Metin parçası ::
----------------
Askerlik borçlanması – Fark kıdem tazminatı Yargıtay Kararları
“Somut olayda; davacı işçi dava dilekçesinde; işyerinin özelleşmesi nedeni ile iş sözleşmesinin sona erdirildiğini belirterek askerlikte geçen süre için fark kıdem tazminatı isteğinde bulunmuştur.
Dosyada hizmet akdinin nasıl sona erdiğine dair yazı bulunmamakla birlikte, işten ayrılma belgesinde; çıkış nedeni olarak işyerinin kapanması bildirildiği gibi, SSK kaydından da davacının 6.10.2004 tarihinden sonra ve halen başka işyerinde çalıştığı görülmektedir.
Böyle olunca iş sözleşmesi; yaşlılık aylığı ya da toptan ödeme almak üzere feshedilmediğinden davacının askerlikte geçen süresinin, davalı kamu kurumundaki hizmeti ile birleştirilmesi mümkün değildir.
Talebin reddi yerine yazılı şekilde kabulüne karar verilmesi hatalıdır.”(9. HD. 2008/40142 E. 2010/36102 K. 06.12.2010)
“..Davacı; davalı T.’e ait işyerinde çalışmakta iken işyerinin özelleştirildiğini tüm hakları ile birlikte diğer davalı M. Alkollü İçkiler San A.Ş.ye devir edildiğini bilahare iş sözleşmesinin emeklilik suretiyle son bulduğunu belirterek askerlikte geçen süreye ilişkin fark kıdem tazminatı talebinde bulunmuştur.
Davalı Şirket; kendilerinin kamu kurumu niteliklerinin bulunmadığını savunmuştur.
Mahkemece; istek doğrultusunda karar verilmiştir
Uyuşmazlık; borçlanılan askerlik süresinin kıdem tazminatı hesabında gözetilip gözetilmeyeceği noktasında toplanmaktadır.
Uyuşmazlığın çözümü noktasında öncelikle davanın yasal dayanaklarının irdelenmesinde yarar bulunmaktadır.
1475 sayılı İş Yasasının 14/4. maddesi, hizmet sözleşmesinin kıdem tazminatına hak kazandıran sona erme nedenleri arasında, işçilerin bağlı bulundukları kurum ve sandıklardan yaşlılık, emeklilik veya malullük aylığı yahut loptan ödeme almak amacıyla hizmet akdini feshetme halini düzenlemiştir.
----------------
Verilen kayıtlar ::
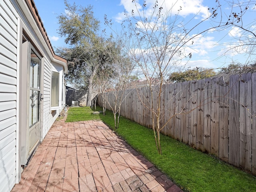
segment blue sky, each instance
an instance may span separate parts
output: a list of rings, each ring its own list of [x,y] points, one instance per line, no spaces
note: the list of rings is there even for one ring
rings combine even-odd
[[[158,0],[158,2],[162,1]],[[68,46],[64,42],[64,38],[60,38],[57,32],[58,26],[57,16],[65,12],[63,0],[34,0],[34,1],[53,46]],[[106,14],[108,18],[112,19],[114,22],[115,25],[114,28],[120,29],[120,22],[124,18],[124,10],[130,12],[134,9],[134,4],[132,1],[132,0],[77,0],[75,2],[76,5],[80,5],[84,7],[86,7],[88,4],[93,6],[94,16],[100,21],[101,30],[106,28],[106,31],[109,32],[110,30],[104,25],[104,15]],[[238,1],[246,3],[248,1]],[[70,4],[73,4],[74,2],[74,0],[68,1]],[[143,3],[143,1],[140,0],[137,0],[137,2],[140,5]],[[148,7],[152,7],[151,4],[152,5],[154,2],[154,0],[146,0],[147,3],[150,5]],[[166,0],[164,6],[168,8],[170,4],[176,2],[176,0]],[[215,2],[214,0],[178,0],[177,1],[177,8],[175,8],[174,10],[178,9],[179,6],[181,6],[182,10],[180,14],[184,20],[190,19],[196,14],[195,20],[198,22],[208,14],[208,8],[212,7],[213,4],[211,4],[214,3]],[[231,11],[228,9],[226,1],[220,0],[220,2],[223,4],[222,4],[223,11],[227,14],[229,14]],[[256,32],[255,3],[254,1],[254,4],[252,4],[250,6],[243,22],[244,26],[250,27],[250,30]],[[150,9],[148,9],[150,11]],[[193,21],[191,23],[192,26]],[[196,42],[195,42],[193,47],[191,47],[192,57],[188,66],[192,68],[196,66],[218,68],[227,65],[232,60],[242,63],[255,60],[255,58],[253,56],[251,56],[251,58],[248,58],[248,54],[241,52],[238,54],[236,52],[230,52],[226,56],[220,57],[224,53],[224,48],[227,47],[225,44],[228,44],[230,42],[239,43],[237,39],[235,38],[241,36],[242,34],[242,32],[239,28],[230,28],[221,32],[210,32],[206,35],[200,37]],[[241,52],[242,53],[245,51],[243,50]]]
----------------
Yazılı alıştırma 1 ::
Askerlik borçlanmasıyla ilgili metin parçasına göre aşağıdaki ifadeler doğru mu? Her biri için evet ya da hayır deyip karara varmanızı sağlayan sözleri metinden aynen alıntılayın. (a) İlk davada işten ayrılma belgesinde çıkış nedeni olarak işyerinin kapanması gösterilmiştir. (b) Davalı şirket, kamu kurumu niteliği taşıdığını savunmuştur. (c) İkinci davada mahkeme isteği reddetmiştir.
Yazılı alıştırma 2 ::
Verilen kayıtlarda en baştan "rings combine even-odd" ifadesini içeren satıra kadar her şeyi, iki ucu da dahil ederek, Sıra ve Kayıt satırı sütunlarından oluşan bir Markdown tablosu olarak ifade edin. Boş satırları ve resimleri yanıta almayın.

Yanıt 1 ::
(a) Evet: "işten ayrılma belgesinde; çıkış nedeni olarak işyerinin kapanması bildirildiği gibi"
(b) Hayır: "Davalı Şirket; kendilerinin kamu kurumu niteliklerinin bulunmadığını savunmuştur."
(c) Hayır: "Mahkemece; istek doğrultusunda karar verilmiştir"

Yanıt 2 ::
| Sıra | Kayıt satırı |
|---|---|
| 1 | segment blue sky, each instance |
| 2 | an instance may span separate parts |
| 3 | output: a list of rings, each ring its own list of [x,y] points, one instance per line, no spaces |
| 4 | note: the list of rings is there even for one ring |
| 5 | rings combine even-odd |